Reproduce the passage from the biography of Dr. Levi Watkins, Jr., starting with "Distinguished surgeon Dr." and going on through "School of Medicine.".

_Text shown_
******

Distinguished surgeon Dr. Levi Watkins, Jr., was born on June 13, 1944, in Parsons, Kansas, the third of six children; his father, Levi Watkins, Sr., was a college professor who became president of Alabama State College in Montgomery, Alabama. After graduating as valedictorian from the Alabama State Laboratory High School, Watkins entered Tennessee State University, majoring in biology and further developing his interests in political science and civil rights. After graduating with honors from Tennessee State in 1966, Watkins became the first African American to be admitted to and to graduate from Vanderbilt University’s School of Medicine.

******

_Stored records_
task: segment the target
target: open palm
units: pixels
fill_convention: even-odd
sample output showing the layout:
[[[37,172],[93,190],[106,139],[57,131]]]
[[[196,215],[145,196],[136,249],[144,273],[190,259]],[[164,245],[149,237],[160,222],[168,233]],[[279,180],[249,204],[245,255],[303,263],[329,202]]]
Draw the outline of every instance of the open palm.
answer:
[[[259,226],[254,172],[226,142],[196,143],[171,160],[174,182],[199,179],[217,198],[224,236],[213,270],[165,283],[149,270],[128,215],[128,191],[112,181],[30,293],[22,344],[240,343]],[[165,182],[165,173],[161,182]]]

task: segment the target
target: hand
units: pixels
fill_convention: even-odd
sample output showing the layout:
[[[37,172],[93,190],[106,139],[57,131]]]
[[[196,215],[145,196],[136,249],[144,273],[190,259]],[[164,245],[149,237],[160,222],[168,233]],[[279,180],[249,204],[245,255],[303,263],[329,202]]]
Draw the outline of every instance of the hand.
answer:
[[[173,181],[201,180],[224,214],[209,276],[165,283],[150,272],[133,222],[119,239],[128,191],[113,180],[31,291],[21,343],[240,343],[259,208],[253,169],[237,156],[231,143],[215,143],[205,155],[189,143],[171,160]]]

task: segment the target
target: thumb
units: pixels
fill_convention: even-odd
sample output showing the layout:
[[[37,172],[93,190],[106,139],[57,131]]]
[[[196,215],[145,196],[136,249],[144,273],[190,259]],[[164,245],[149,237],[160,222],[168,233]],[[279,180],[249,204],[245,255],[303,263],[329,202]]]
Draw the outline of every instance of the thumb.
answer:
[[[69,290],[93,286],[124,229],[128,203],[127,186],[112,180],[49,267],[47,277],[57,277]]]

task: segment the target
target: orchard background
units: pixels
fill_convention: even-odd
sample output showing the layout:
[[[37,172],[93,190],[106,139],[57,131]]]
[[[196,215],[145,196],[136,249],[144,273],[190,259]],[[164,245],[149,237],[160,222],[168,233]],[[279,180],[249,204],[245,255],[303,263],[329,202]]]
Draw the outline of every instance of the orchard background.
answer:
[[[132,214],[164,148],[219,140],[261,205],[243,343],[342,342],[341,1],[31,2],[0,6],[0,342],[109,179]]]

******

_Solution for this exercise_
Distinguished surgeon Dr. Levi Watkins, Jr., was born on June 13, 1944, in Parsons, Kansas, the third of six children; his father, Levi Watkins, Sr., was a college professor who became president of Alabama State College in Montgomery, Alabama. After graduating as valedictorian from the Alabama State Laboratory High School, Watkins entered Tennessee State University, majoring in biology and further developing his interests in political science and civil rights. After graduating with honors from Tennessee State in 1966, Watkins became the first African American to be admitted to and to graduate from Vanderbilt University’s School of Medicine.